* Begin *

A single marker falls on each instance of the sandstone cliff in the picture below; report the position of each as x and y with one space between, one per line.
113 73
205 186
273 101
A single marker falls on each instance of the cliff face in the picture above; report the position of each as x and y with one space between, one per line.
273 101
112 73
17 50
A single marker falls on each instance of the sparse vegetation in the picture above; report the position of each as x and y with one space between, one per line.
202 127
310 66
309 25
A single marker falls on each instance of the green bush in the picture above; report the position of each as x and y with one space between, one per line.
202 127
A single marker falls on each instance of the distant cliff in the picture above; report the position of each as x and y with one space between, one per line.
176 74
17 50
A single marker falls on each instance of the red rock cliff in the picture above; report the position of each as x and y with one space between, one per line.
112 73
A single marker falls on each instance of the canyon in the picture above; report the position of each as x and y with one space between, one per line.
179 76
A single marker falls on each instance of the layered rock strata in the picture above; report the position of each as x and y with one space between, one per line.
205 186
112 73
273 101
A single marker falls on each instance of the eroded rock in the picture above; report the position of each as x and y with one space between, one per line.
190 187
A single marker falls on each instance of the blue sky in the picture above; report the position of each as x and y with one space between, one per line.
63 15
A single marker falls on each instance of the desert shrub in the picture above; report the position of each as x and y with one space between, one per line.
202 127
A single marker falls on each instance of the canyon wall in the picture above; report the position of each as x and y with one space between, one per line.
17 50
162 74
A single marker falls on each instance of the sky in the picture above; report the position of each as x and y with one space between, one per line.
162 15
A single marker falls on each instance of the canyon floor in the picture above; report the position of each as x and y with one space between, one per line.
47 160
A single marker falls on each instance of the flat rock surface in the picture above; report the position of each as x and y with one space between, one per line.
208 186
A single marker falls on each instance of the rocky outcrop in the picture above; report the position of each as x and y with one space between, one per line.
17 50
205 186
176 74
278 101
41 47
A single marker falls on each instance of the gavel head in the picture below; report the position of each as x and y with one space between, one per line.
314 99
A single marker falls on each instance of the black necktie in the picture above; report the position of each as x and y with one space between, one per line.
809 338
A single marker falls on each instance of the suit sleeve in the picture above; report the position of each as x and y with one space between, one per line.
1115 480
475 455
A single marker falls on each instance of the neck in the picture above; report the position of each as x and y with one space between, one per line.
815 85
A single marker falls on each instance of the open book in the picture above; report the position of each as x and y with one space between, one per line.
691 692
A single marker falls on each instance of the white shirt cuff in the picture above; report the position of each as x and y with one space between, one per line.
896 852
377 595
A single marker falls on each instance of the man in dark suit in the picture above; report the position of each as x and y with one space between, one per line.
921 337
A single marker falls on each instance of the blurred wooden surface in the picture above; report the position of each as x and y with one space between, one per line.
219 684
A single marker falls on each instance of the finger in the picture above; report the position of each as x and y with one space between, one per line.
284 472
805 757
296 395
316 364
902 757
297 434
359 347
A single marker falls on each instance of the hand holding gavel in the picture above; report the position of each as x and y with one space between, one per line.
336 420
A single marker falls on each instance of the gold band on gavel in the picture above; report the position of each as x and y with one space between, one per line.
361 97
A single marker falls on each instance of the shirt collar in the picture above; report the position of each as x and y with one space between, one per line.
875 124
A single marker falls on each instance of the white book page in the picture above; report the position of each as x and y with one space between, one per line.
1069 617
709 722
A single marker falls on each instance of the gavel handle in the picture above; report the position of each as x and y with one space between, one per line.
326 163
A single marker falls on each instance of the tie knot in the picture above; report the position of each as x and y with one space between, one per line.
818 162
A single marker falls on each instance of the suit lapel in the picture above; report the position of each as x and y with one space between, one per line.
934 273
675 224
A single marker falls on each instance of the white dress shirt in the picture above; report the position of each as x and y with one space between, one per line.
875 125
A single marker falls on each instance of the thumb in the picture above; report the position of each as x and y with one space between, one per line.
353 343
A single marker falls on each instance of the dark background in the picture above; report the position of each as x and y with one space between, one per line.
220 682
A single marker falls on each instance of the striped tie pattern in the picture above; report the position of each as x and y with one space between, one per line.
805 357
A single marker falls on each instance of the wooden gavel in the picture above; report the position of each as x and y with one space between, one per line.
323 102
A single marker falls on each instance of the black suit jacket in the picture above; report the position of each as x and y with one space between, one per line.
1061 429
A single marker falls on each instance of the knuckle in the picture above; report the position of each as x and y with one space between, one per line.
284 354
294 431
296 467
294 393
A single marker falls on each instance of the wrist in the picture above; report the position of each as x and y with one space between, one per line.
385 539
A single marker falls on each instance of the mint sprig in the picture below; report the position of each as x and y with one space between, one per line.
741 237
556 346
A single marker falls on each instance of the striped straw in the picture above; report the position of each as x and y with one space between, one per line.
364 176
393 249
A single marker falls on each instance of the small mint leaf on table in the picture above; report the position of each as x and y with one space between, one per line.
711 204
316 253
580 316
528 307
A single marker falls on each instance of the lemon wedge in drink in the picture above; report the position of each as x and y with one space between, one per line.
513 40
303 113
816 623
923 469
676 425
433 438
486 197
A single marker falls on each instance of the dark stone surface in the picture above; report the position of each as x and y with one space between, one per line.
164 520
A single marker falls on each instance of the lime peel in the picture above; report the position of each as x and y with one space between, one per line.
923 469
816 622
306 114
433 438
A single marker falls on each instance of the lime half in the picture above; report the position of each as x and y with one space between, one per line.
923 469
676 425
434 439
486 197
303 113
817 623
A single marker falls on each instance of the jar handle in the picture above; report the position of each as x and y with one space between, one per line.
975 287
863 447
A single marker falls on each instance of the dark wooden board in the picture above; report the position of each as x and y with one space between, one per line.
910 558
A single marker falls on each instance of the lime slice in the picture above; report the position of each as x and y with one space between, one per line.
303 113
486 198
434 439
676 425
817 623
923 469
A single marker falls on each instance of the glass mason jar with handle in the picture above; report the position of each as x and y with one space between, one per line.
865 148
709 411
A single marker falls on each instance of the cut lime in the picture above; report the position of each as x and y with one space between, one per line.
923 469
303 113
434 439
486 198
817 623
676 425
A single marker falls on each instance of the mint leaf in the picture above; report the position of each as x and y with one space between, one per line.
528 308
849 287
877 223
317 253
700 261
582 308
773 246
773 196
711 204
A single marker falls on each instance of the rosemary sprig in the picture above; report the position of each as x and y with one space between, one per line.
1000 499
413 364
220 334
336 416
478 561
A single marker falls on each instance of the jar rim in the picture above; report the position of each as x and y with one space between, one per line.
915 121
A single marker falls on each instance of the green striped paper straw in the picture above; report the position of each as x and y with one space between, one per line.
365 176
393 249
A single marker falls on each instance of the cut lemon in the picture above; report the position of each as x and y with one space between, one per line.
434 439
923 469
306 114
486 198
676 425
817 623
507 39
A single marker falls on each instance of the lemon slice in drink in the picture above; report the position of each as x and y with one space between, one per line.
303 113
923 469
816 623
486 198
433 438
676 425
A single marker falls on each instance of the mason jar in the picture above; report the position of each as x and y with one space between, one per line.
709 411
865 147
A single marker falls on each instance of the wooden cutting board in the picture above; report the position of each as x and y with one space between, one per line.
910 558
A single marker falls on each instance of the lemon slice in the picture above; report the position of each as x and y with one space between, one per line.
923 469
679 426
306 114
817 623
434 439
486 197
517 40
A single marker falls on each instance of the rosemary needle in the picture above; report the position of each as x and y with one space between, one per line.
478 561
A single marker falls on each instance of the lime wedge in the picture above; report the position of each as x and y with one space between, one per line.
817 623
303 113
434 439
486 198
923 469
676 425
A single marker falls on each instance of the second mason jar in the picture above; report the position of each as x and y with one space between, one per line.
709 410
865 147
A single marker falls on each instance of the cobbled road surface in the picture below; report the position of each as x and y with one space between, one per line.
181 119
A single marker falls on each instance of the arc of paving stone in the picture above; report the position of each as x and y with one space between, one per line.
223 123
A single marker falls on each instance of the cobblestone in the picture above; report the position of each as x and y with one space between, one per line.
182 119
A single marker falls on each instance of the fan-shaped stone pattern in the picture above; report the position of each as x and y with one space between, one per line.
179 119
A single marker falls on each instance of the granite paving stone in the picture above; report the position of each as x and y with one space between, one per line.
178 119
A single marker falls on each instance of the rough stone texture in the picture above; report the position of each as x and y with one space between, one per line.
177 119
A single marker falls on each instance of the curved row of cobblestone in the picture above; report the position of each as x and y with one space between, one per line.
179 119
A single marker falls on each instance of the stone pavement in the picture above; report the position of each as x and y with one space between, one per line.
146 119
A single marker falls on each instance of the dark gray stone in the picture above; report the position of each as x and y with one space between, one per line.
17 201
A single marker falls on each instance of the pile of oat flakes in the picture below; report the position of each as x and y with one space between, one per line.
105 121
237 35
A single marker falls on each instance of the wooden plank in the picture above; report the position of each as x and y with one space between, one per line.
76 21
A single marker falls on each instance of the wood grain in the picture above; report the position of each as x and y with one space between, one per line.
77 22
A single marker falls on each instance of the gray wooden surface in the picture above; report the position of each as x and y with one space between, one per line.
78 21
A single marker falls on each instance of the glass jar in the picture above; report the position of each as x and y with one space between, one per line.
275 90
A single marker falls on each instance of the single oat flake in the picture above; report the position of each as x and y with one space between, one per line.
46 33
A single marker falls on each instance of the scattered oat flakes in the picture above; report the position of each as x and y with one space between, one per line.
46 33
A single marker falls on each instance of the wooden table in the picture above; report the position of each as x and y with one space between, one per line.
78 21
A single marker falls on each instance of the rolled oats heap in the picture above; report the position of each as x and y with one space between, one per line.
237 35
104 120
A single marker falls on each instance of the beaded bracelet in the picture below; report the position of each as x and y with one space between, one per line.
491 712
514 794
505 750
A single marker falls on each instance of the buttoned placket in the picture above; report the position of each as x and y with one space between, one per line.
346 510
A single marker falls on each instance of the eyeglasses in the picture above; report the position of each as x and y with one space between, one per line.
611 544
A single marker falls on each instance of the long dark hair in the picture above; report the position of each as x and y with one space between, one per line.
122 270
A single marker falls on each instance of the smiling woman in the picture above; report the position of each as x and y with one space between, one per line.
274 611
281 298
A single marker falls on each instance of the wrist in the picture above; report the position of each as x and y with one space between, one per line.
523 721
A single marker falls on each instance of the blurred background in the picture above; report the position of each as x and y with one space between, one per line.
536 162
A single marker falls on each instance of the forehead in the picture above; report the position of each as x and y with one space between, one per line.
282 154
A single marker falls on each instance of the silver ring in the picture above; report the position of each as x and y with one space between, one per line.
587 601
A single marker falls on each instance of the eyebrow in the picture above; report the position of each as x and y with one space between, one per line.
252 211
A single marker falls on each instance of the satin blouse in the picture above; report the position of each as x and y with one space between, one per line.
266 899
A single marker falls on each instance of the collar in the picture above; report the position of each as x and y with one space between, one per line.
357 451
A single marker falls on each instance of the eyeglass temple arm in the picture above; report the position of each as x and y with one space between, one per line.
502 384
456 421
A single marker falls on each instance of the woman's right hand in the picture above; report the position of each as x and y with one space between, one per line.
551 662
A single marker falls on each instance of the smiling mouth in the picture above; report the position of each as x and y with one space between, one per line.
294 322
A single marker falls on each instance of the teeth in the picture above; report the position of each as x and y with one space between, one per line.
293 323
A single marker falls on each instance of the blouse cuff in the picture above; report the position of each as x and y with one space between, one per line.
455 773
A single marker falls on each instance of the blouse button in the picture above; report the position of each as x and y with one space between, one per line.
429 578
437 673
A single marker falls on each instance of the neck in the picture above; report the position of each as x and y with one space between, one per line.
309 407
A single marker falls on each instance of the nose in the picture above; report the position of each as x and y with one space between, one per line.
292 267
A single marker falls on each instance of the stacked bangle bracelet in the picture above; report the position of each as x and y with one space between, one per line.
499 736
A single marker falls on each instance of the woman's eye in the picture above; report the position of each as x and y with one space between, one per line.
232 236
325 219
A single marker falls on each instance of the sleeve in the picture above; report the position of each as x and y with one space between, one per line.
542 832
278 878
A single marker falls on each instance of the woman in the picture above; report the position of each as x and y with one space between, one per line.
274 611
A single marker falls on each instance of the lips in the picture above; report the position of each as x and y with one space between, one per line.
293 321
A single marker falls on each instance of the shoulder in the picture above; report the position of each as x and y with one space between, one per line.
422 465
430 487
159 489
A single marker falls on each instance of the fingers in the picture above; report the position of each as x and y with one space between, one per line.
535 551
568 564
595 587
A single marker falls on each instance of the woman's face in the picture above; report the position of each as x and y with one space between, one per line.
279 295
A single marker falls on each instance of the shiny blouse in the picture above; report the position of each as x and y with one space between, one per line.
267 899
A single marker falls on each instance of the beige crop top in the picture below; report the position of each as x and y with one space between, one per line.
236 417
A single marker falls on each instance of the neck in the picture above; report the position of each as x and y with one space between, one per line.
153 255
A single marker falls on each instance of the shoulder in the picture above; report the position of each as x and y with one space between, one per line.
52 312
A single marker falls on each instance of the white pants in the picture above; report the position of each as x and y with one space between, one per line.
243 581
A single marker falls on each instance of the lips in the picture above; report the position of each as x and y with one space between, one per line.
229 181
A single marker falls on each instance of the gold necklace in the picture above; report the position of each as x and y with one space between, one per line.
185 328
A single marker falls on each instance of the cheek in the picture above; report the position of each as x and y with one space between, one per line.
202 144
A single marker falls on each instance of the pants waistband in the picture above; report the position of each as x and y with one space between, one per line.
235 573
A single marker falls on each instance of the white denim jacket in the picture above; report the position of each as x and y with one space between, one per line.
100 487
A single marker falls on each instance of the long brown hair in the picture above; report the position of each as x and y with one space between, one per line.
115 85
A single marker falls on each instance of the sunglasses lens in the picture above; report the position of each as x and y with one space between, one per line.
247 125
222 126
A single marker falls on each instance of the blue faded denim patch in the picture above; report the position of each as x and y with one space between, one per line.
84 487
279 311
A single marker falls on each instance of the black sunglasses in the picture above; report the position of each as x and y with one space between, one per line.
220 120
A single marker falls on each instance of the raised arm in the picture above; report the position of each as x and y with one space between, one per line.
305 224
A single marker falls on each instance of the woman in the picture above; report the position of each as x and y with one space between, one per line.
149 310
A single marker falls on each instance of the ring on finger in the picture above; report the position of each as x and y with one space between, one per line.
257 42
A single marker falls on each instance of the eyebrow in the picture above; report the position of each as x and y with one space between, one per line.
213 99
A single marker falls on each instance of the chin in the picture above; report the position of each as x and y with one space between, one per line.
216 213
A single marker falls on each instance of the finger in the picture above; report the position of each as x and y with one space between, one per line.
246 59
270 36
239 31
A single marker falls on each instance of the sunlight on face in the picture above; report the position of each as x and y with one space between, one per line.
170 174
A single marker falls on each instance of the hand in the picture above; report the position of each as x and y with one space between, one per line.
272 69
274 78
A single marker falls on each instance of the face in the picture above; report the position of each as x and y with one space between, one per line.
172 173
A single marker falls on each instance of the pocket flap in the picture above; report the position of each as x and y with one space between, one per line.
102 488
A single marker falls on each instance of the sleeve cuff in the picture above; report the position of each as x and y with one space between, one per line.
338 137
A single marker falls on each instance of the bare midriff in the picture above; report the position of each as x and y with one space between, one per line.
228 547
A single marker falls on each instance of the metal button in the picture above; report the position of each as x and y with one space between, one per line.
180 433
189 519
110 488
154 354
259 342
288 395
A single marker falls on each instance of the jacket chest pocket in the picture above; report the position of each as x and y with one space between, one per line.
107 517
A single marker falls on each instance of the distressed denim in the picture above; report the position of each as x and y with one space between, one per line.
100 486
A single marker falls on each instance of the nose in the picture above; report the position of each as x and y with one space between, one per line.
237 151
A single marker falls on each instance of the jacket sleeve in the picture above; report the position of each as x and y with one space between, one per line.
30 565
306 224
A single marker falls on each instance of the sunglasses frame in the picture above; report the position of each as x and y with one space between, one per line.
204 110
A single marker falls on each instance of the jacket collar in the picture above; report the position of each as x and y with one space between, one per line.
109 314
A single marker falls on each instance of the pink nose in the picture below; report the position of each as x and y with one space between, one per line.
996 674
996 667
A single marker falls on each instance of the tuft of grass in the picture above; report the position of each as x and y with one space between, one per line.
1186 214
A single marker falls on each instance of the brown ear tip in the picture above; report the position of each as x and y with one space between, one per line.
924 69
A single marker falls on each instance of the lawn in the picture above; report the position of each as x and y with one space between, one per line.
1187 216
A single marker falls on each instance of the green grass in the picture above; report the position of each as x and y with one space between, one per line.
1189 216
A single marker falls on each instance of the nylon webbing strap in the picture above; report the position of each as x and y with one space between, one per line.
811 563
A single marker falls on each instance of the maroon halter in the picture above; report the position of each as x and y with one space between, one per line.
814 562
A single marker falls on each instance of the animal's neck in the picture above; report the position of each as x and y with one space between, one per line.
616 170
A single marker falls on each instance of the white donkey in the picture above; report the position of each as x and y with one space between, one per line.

* End *

TASK PROMPT: Reproduce the rows above verbatim, from the line containing "A single marker falls on each instance of the animal's" down to the final line of the rows, both ends included.

ANSWER TO THE PROBLEM:
A single marker falls on each instance of the animal's neck in the picture above; report the position of each as x and y with one space between, one per line.
616 170
A single marker falls on each instance of the white donkey in the picture above; report the position of each as x and y with one space between, one per line.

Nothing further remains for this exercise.